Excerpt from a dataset
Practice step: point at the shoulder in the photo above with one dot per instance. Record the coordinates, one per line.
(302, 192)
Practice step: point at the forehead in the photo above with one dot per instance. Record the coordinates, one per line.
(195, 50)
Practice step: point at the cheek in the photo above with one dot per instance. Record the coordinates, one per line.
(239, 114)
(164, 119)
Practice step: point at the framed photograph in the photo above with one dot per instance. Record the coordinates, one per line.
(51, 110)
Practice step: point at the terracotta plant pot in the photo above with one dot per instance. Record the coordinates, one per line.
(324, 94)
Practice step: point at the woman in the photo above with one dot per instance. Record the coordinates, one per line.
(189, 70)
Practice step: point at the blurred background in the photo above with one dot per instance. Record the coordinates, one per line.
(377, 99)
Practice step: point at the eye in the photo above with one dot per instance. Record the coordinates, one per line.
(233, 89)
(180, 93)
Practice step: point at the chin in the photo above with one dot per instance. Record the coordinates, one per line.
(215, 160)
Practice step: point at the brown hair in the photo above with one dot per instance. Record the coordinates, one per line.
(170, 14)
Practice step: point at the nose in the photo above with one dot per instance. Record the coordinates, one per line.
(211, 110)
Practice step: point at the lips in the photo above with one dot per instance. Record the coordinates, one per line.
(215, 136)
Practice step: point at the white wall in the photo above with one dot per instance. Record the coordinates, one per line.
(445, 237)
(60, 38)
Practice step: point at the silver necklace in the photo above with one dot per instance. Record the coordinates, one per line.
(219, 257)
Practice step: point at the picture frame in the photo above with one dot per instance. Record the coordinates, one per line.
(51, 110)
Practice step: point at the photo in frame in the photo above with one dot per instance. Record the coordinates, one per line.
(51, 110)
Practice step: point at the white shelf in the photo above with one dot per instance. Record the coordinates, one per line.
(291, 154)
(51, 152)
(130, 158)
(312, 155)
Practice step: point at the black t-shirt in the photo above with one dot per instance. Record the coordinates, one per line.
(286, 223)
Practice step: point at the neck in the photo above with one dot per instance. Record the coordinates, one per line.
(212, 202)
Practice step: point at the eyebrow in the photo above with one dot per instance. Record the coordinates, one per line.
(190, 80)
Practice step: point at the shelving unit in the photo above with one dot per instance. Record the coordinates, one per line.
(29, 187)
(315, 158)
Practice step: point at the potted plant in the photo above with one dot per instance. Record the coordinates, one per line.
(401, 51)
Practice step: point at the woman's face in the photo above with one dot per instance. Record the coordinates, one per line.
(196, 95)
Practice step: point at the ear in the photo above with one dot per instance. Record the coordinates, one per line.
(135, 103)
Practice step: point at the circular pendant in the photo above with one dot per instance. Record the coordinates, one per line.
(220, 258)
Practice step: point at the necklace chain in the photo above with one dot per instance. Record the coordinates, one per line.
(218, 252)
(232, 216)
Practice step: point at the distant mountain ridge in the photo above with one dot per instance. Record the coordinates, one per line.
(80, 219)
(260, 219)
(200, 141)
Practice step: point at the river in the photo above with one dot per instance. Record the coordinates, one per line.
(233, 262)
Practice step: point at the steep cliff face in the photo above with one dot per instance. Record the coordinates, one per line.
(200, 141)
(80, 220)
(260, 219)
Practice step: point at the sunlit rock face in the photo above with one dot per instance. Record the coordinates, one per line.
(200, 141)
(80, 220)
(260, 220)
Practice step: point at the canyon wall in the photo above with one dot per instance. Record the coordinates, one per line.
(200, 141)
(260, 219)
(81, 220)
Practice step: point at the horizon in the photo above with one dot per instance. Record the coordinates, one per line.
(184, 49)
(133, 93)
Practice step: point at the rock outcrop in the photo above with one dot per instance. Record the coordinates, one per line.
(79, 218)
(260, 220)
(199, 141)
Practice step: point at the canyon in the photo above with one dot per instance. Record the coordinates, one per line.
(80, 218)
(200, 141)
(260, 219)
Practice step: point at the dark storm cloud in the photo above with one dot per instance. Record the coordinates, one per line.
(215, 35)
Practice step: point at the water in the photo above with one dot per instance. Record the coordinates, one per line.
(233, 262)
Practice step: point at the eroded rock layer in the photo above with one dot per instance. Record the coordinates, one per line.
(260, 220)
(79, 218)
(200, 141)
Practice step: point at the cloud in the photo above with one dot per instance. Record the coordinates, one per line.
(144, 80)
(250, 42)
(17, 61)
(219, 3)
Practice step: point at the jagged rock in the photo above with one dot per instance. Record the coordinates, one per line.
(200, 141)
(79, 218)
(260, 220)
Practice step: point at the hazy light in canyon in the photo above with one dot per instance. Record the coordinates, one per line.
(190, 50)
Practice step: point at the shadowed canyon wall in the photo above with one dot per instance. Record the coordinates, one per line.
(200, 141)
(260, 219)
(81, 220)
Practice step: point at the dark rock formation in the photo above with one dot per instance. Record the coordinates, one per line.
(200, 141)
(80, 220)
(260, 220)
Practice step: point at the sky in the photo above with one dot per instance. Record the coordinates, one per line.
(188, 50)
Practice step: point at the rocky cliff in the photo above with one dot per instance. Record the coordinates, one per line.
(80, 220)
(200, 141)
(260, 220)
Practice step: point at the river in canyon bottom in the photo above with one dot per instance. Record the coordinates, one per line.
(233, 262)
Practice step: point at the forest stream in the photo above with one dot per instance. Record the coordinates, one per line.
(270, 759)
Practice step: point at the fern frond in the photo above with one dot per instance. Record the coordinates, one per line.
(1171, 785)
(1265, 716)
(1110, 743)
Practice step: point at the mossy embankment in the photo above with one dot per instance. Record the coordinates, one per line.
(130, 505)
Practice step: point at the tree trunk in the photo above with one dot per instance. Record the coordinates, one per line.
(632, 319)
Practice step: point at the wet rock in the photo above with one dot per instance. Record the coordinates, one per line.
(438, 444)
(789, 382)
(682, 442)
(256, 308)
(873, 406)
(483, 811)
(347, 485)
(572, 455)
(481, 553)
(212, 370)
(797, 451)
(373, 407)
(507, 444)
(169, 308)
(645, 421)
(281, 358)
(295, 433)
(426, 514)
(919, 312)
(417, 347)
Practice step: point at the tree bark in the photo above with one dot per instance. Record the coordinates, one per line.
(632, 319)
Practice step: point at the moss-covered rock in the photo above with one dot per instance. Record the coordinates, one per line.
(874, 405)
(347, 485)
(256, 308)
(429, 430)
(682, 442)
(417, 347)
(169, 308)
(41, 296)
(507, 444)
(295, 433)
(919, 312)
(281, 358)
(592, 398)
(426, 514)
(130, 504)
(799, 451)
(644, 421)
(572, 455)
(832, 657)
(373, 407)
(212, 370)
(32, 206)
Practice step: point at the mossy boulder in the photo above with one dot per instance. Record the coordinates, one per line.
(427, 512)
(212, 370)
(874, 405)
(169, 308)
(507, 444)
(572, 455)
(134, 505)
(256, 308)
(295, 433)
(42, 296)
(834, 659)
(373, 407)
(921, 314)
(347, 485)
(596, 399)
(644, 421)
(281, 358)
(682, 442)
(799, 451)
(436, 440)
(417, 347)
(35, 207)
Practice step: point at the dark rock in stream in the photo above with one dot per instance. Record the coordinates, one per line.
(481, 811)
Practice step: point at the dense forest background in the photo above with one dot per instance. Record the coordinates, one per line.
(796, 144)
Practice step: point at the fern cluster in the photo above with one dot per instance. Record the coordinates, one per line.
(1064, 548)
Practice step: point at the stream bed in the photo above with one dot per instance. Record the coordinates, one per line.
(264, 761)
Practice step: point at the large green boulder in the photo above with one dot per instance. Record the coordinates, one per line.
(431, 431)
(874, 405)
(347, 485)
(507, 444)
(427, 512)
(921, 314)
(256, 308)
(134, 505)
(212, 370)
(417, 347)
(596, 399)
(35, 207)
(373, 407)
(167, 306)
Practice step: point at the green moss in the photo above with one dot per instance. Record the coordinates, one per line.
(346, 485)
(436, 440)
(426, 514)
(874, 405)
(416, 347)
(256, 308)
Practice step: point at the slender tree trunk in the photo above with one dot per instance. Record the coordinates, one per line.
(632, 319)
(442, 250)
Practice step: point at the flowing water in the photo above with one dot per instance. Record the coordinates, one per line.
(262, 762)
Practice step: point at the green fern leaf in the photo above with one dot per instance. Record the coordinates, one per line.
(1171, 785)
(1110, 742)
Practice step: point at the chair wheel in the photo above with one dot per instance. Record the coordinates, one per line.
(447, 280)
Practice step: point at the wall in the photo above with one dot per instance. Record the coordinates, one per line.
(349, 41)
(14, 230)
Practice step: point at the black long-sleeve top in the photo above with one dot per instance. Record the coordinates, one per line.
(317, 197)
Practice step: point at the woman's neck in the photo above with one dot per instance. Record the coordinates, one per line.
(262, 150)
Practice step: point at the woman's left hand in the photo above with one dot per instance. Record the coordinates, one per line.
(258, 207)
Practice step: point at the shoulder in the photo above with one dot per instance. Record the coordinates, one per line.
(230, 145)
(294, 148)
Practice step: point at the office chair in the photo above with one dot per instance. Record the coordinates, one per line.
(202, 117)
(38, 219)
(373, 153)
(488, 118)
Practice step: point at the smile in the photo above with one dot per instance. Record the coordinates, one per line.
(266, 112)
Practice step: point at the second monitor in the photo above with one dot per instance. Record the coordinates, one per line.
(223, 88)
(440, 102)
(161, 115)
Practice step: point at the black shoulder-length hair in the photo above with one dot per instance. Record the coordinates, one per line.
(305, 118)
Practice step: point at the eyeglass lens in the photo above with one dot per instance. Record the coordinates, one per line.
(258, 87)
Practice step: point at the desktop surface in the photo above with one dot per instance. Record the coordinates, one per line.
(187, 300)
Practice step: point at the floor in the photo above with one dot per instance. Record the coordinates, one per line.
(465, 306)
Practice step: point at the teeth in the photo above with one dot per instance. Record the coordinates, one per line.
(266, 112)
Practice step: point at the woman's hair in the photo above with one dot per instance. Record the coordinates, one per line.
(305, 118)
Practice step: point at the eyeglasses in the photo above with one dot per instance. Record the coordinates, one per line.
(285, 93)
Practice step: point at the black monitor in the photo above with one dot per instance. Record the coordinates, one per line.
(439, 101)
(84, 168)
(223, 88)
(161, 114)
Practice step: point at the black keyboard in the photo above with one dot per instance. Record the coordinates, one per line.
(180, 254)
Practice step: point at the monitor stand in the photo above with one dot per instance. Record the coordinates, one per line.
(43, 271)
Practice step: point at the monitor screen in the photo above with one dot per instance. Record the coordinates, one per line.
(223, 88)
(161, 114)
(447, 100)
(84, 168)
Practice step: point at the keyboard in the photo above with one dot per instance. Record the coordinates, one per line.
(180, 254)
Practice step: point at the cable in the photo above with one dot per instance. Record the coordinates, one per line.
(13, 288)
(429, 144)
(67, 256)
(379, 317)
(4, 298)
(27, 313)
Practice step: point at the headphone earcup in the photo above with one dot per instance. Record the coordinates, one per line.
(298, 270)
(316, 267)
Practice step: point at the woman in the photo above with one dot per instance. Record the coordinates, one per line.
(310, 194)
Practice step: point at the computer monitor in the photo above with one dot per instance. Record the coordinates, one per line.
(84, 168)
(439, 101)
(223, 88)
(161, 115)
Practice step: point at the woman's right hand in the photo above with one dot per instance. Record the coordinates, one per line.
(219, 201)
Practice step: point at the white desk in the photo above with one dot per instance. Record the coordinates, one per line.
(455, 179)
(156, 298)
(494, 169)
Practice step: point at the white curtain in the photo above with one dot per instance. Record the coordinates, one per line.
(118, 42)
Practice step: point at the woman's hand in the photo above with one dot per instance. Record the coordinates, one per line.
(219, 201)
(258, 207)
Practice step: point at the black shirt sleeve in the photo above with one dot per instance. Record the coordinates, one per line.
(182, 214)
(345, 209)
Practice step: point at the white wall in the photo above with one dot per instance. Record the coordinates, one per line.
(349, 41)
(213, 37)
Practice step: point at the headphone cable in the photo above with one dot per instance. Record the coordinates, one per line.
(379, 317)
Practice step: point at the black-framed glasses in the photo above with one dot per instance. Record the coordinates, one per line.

REQUIRED TASK
Starting at the line that contains "Practice step: point at the white curtain", print every line through the end of the listing, word for word. Leave out all the rest.

SOLUTION BELOW
Practice step: point at the white curtain in the photo above with one dot per instance. Record the coordinates, one per line.
(118, 42)
Practice step: point at the woman's hand in the photo above with one dot per instance. Record the coordinates, one per line.
(219, 201)
(258, 207)
Practice step: point at the black shirt sleeve in the photo above with one dot per instance. Record the coordinates, one per line.
(182, 214)
(345, 209)
Practice step: point at the white wall in the photo above with one dot per instance. Record the coordinates, one per line.
(349, 41)
(213, 37)
Practice step: point at the headphone cable in the photo above with one dot per instance. Record the coordinates, one per line.
(379, 317)
Practice step: point at the black-framed glasses in the photo above with one dot per instance. Record the coordinates, one per line.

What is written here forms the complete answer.